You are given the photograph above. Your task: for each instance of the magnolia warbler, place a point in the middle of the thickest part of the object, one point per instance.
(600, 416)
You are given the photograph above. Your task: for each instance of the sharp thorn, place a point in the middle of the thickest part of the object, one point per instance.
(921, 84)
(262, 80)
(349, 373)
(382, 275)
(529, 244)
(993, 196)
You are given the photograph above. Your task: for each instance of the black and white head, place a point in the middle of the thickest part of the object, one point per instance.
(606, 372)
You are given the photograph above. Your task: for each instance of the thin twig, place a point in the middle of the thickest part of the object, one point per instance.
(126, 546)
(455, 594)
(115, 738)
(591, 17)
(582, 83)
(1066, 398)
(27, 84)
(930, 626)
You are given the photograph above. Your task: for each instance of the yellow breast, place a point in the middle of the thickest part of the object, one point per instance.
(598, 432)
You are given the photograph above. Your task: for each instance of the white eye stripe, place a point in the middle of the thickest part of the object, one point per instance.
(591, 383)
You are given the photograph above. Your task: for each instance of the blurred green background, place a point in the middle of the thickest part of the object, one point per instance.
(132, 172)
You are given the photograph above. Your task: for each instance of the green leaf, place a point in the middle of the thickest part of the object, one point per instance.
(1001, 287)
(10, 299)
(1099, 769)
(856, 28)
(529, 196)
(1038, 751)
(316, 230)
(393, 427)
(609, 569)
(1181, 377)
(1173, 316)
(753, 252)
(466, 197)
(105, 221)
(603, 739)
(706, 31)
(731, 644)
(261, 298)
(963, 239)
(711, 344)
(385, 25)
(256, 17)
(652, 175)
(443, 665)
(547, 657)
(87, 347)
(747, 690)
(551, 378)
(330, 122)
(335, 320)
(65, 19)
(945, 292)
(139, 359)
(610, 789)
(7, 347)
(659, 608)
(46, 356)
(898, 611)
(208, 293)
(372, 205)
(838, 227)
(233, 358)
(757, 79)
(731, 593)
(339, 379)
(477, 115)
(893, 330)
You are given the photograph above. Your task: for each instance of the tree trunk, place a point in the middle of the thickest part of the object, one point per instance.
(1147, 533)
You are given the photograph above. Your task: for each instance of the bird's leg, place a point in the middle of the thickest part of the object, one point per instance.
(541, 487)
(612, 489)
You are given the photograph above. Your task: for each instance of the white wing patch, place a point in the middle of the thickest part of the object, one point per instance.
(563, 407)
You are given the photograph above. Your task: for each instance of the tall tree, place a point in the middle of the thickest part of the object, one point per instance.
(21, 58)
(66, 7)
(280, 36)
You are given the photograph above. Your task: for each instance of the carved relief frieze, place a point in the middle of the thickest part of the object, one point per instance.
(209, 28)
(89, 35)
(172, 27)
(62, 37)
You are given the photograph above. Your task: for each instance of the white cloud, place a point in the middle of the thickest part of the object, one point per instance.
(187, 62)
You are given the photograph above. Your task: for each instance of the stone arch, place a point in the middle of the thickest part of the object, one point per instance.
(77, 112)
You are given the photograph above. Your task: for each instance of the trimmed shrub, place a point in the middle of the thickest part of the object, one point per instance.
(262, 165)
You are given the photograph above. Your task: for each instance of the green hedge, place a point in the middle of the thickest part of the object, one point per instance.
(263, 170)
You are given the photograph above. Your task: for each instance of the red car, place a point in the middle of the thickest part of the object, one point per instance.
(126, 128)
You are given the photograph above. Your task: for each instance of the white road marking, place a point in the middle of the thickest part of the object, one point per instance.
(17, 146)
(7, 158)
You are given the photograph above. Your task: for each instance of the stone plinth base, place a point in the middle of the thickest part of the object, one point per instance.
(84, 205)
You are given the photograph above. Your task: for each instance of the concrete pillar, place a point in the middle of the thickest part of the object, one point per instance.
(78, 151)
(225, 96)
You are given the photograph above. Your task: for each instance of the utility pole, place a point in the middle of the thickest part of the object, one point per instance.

-----

What you are asked to do: Print every record exactly, so that each word matches what is written above.

Response to the exercise:
You are given the photograph above. Your task: for each instance of the magnolia warbler, place a point in the middle of the thickest part of the object, one point per instance.
(600, 416)
You are given the photograph above. Your task: for each instance of the sharp thorn, place a point in the middle of the thickest part of the object, one point per instance.
(921, 84)
(262, 80)
(349, 373)
(382, 275)
(529, 244)
(993, 196)
You are given the photograph above. Your task: for each instance of the black and white head, place a point in the middle of the thickest part of the object, one point per instance.
(606, 372)
You are given the photograph above. Your task: for each instance of the thin twig, place a point in the middle of the thickest part of the object, one point per instance.
(126, 546)
(455, 594)
(115, 738)
(591, 17)
(582, 83)
(1066, 398)
(27, 84)
(930, 626)
You are given the photograph above. Your task: for each instance of the yellow breast, place a point in the middle of the thickest part of the object, one point per instance.
(598, 432)
You are given the photograph above. Your task: for each instance of the white eye stripe, place a point in the middle of the thickest part of the object, one point per instance.
(591, 383)
You are given the photograph above. Your task: for each instance of the blurred green background, place a point in the middle of the thickest part of the object, one point per instance.
(132, 172)
You are given the photograph above. Your task: for each instance of the green leaf, place a point in the middle of the thickest part of the object, one point per instance.
(1001, 287)
(10, 299)
(1099, 769)
(856, 28)
(529, 196)
(1038, 751)
(316, 230)
(393, 427)
(609, 569)
(1181, 377)
(1173, 316)
(753, 252)
(466, 197)
(105, 221)
(603, 739)
(706, 31)
(731, 644)
(261, 298)
(963, 239)
(711, 344)
(385, 25)
(256, 17)
(652, 175)
(443, 665)
(547, 657)
(87, 347)
(747, 690)
(551, 378)
(330, 122)
(335, 320)
(65, 19)
(945, 292)
(139, 359)
(610, 789)
(7, 347)
(659, 608)
(46, 356)
(898, 611)
(208, 293)
(372, 205)
(838, 227)
(233, 358)
(757, 79)
(731, 593)
(339, 379)
(477, 115)
(893, 330)
You are given the photograph above. Your task: for each instance of the tree trunk, place a point in the middle of the thickest part of the object, one point per instance.
(1147, 533)
You are given the photograph above. Your task: for each instance of the bird's leg, place a point in the middle of the thickest part of the object, one point per instance.
(541, 487)
(612, 489)
You are given the photograph above. Your task: for each instance of the white wing patch, place a point in the middle of the thickest part of the object, one point per instance.
(563, 407)
You are given the photograph above. Your task: for each instance of the tall tree, place a point in the middle of the thickest part of the object, one point per instance.
(21, 58)
(66, 7)
(280, 36)
You are given the photograph above. Your task: for each instance of the carved relief frieze, place a point in the middle of the thickest part of the object, one point per instance.
(209, 28)
(89, 35)
(172, 27)
(62, 37)
You are given the photograph above. Your task: for each instance of the white cloud, place a point in the middle of the thickest part of the object, one point per instance.
(187, 62)
You are given the photograph above. Your task: for each instance of the stone arch, place a point in the middle of the thickest part of the object, one point per instance.
(77, 112)
You are given the photograph above. Your task: for each instance of the trimmed shrub, place a point in the middle of the thickest part of the object, one point per instance.
(262, 165)
You are given the photograph above. Your task: for each instance of the green hedge, place a point in the middle of the thickest part of the object, one point per instance.
(263, 170)
You are given the photograph above. Your task: for each instance of the red car, place a point in the middle of the thickest part of the object, one point per instance.
(126, 128)
You are given the photograph above. Your task: for each instance of the white road marking, place a point in the middle of the thickest part of the object, one point per instance.
(17, 146)
(7, 158)
You are given the photograph above. Your task: for each instance of the stone plinth base, place a point in the middle of the thickest part of the object, one point per instance.
(84, 205)
You are given the photograph above. Your task: for each instance of the concrete pillar, place a point in the middle of the thickest part of the object, one point per instance.
(78, 151)
(225, 96)
You are given the photograph above. Your task: for each instance of the utility pole, place a point in the middle of the thickest part of the object, one point per instance.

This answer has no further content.